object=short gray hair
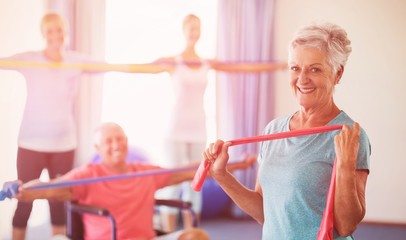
[289,22,352,73]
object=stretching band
[192,125,342,240]
[0,60,280,72]
[0,125,342,240]
[192,125,342,192]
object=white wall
[275,0,406,223]
[0,0,44,239]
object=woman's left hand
[334,123,360,171]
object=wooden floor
[201,217,406,240]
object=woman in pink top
[144,14,287,231]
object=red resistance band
[192,125,342,240]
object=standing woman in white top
[0,13,104,240]
[150,14,287,231]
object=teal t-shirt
[258,112,371,240]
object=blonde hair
[289,22,352,73]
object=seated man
[15,123,253,240]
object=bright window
[102,0,217,163]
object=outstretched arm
[14,179,72,202]
[164,156,256,188]
[204,140,264,224]
[334,123,368,236]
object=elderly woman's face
[289,46,339,109]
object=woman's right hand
[203,140,231,178]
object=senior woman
[204,23,370,240]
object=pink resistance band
[192,125,342,240]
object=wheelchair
[66,199,198,240]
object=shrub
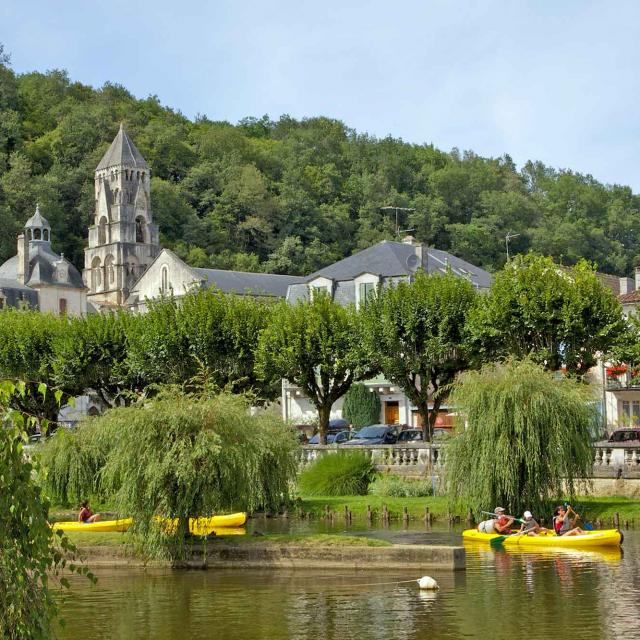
[299,451,376,496]
[369,476,433,498]
[342,384,380,429]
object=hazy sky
[0,0,640,191]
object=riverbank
[69,533,466,571]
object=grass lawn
[300,495,452,519]
[67,531,391,550]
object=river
[58,523,640,640]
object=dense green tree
[42,391,298,560]
[0,380,93,640]
[256,291,373,444]
[468,253,626,376]
[363,271,476,441]
[0,309,68,428]
[446,360,595,513]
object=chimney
[620,278,635,296]
[17,230,29,284]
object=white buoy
[418,576,440,591]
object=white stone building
[0,207,87,316]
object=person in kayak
[556,504,584,536]
[478,507,513,535]
[518,511,546,536]
[78,500,102,524]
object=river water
[58,523,640,640]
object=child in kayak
[78,500,101,524]
[556,504,584,536]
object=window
[622,400,631,418]
[358,282,376,304]
[136,218,144,242]
[162,265,169,293]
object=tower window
[162,265,169,294]
[136,217,145,242]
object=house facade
[0,206,87,316]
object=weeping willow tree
[446,360,595,513]
[42,391,298,560]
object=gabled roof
[96,124,149,171]
[305,240,491,288]
[191,267,304,298]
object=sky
[0,0,640,192]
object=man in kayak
[556,504,584,536]
[518,511,546,536]
[78,500,102,524]
[478,507,513,535]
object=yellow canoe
[51,518,133,533]
[462,529,622,549]
[52,513,247,536]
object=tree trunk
[318,403,331,444]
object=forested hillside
[0,48,640,275]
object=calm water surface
[59,523,640,640]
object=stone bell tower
[82,124,160,306]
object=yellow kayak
[51,518,133,533]
[462,529,622,549]
[51,513,247,536]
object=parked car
[606,427,640,444]
[308,430,351,444]
[397,429,424,444]
[345,424,398,446]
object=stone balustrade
[300,443,446,476]
[300,443,640,479]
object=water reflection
[59,531,640,640]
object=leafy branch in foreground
[43,389,298,561]
[0,380,94,640]
[446,360,596,513]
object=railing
[300,443,640,479]
[300,443,446,476]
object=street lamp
[380,206,415,236]
[504,231,520,262]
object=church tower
[82,124,160,306]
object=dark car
[397,429,424,444]
[308,431,351,444]
[607,427,640,444]
[345,424,398,446]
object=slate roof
[96,124,149,171]
[305,240,491,289]
[191,267,304,298]
[0,242,84,289]
[24,205,51,229]
[618,291,640,304]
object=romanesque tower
[82,125,160,307]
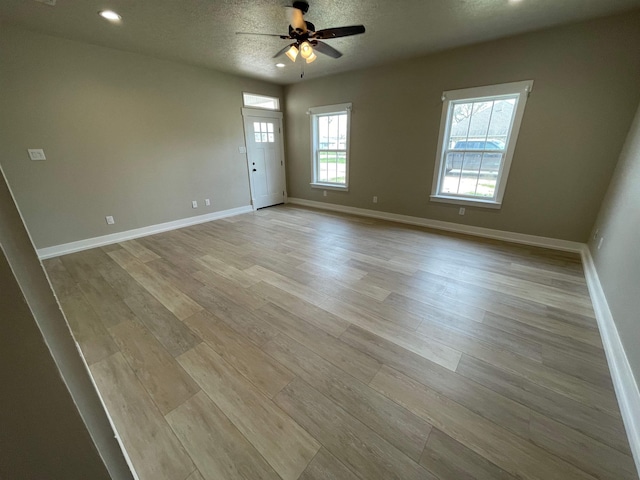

★ ★ ★

■ **Exercise requirements**
Can you rewrite every line of the listing above as a Markdown table with the columns Row and Line, numbering the rows and skipping blank lines? Leave the pictures out of your answer.

■ **Exercise response**
| Row | Line |
|---|---|
| 1 | object=short gray hair |
| 2 | [289,22,352,73] |
| 3 | object=stretching band |
| 4 | [192,125,342,240] |
| 5 | [0,60,280,72] |
| 6 | [0,125,342,240] |
| 7 | [192,125,342,192] |
| 8 | object=white wall |
| 9 | [275,0,406,223] |
| 10 | [0,0,44,239] |
| 11 | object=woman's left hand |
| 12 | [334,123,360,171] |
| 13 | object=wooden floor |
| 14 | [201,217,406,240] |
| 15 | object=woman in pink top |
| 16 | [144,14,287,231] |
| 17 | object=red resistance band |
| 18 | [192,125,342,240] |
| 19 | object=standing woman in white top |
| 20 | [0,13,104,240] |
| 21 | [150,14,287,231] |
| 22 | object=teal t-shirt |
| 23 | [258,112,371,240] |
| 24 | object=blonde hair |
| 25 | [289,22,352,73] |
| 26 | object=seated man |
| 27 | [15,123,253,240] |
| 28 | object=bright window |
| 29 | [102,0,217,163] |
| 30 | object=outstretched arm |
| 31 | [14,179,72,202] |
| 32 | [164,156,256,188] |
| 33 | [204,140,264,224] |
| 34 | [334,123,368,236] |
| 35 | object=elderly woman's face |
| 36 | [289,46,339,109] |
| 37 | object=woman's right hand |
| 38 | [203,140,231,178] |
| 39 | object=senior woman |
| 40 | [204,23,370,240] |
| 41 | object=pink resistance band |
| 42 | [192,125,342,240] |
| 43 | object=wheelchair |
| 44 | [66,199,198,240] |
| 45 | object=shrub |
| 46 | [299,451,376,496] |
| 47 | [369,476,433,498] |
| 48 | [342,384,380,429] |
| 49 | object=hazy sky |
| 50 | [0,0,640,191] |
| 51 | object=riverbank |
| 52 | [69,533,466,571] |
| 53 | object=grass lawn |
| 54 | [300,495,452,519] |
| 55 | [67,531,391,550] |
| 56 | object=river |
| 57 | [58,523,640,640] |
| 58 | object=dense green tree |
| 59 | [42,391,298,560] |
| 60 | [0,380,93,640] |
| 61 | [256,291,373,444] |
| 62 | [468,253,626,376] |
| 63 | [363,271,476,441] |
| 64 | [0,309,68,428] |
| 65 | [446,360,595,513] |
| 66 | object=chimney |
| 67 | [620,278,635,296] |
| 68 | [17,230,29,284] |
| 69 | object=white buoy |
| 70 | [418,576,440,591] |
| 71 | object=white stone building |
| 72 | [0,207,87,316] |
| 73 | object=person in kayak |
| 74 | [556,504,584,536] |
| 75 | [478,507,513,535] |
| 76 | [518,511,546,536] |
| 77 | [78,500,102,524] |
| 78 | object=river water |
| 79 | [58,523,640,640] |
| 80 | object=child in kayak |
| 81 | [78,500,101,524] |
| 82 | [556,504,584,536] |
| 83 | object=window |
| 84 | [622,400,631,418] |
| 85 | [358,282,376,304] |
| 86 | [136,218,144,242] |
| 87 | [162,265,169,293] |
| 88 | object=tower window |
| 89 | [162,265,169,294] |
| 90 | [136,217,145,242] |
| 91 | object=house facade |
| 92 | [0,206,87,316] |
| 93 | object=weeping willow tree |
| 94 | [446,360,595,513] |
| 95 | [42,391,298,560] |
| 96 | object=gabled roof |
| 97 | [96,124,149,171] |
| 98 | [305,240,491,288] |
| 99 | [191,267,304,298] |
| 100 | object=sky |
| 101 | [0,0,640,192] |
| 102 | object=man in kayak |
| 103 | [556,504,584,536] |
| 104 | [518,511,546,536] |
| 105 | [78,500,102,524] |
| 106 | [478,507,513,535] |
| 107 | object=yellow canoe |
| 108 | [51,518,133,533] |
| 109 | [462,529,622,549] |
| 110 | [52,513,247,536] |
| 111 | object=tree trunk |
| 112 | [318,403,331,444] |
| 113 | object=forested hillside |
| 114 | [0,48,640,275] |
| 115 | object=calm water surface |
| 116 | [59,523,640,640] |
| 117 | object=stone bell tower |
| 118 | [82,124,160,306] |
| 119 | object=yellow kayak |
| 120 | [51,518,133,533] |
| 121 | [462,529,622,549] |
| 122 | [51,513,247,536] |
| 123 | object=parked car |
| 124 | [606,427,640,444] |
| 125 | [308,430,351,444] |
| 126 | [397,429,424,444] |
| 127 | [345,424,398,446] |
| 128 | object=stone balustrade |
| 129 | [300,443,446,476] |
| 130 | [300,443,640,479] |
| 131 | object=water reflection |
| 132 | [59,531,640,640] |
| 133 | object=leafy branch in foreground |
| 134 | [43,389,298,561] |
| 135 | [0,380,94,640] |
| 136 | [446,360,596,513] |
| 137 | object=railing |
| 138 | [300,443,640,479] |
| 139 | [300,443,446,476] |
| 140 | object=street lamp |
| 141 | [380,206,415,236] |
| 142 | [504,231,520,262] |
| 143 | object=church tower |
| 144 | [82,124,160,306] |
| 145 | object=dark car |
| 146 | [397,429,424,444] |
| 147 | [308,431,351,444] |
| 148 | [607,427,640,444] |
| 149 | [345,424,398,446] |
| 150 | object=slate roof |
| 151 | [96,124,149,171] |
| 152 | [305,240,491,289] |
| 153 | [191,267,304,298] |
| 154 | [0,242,84,289] |
| 155 | [24,205,51,229] |
| 156 | [618,291,640,304] |
| 157 | object=romanesque tower |
| 158 | [82,125,160,307] |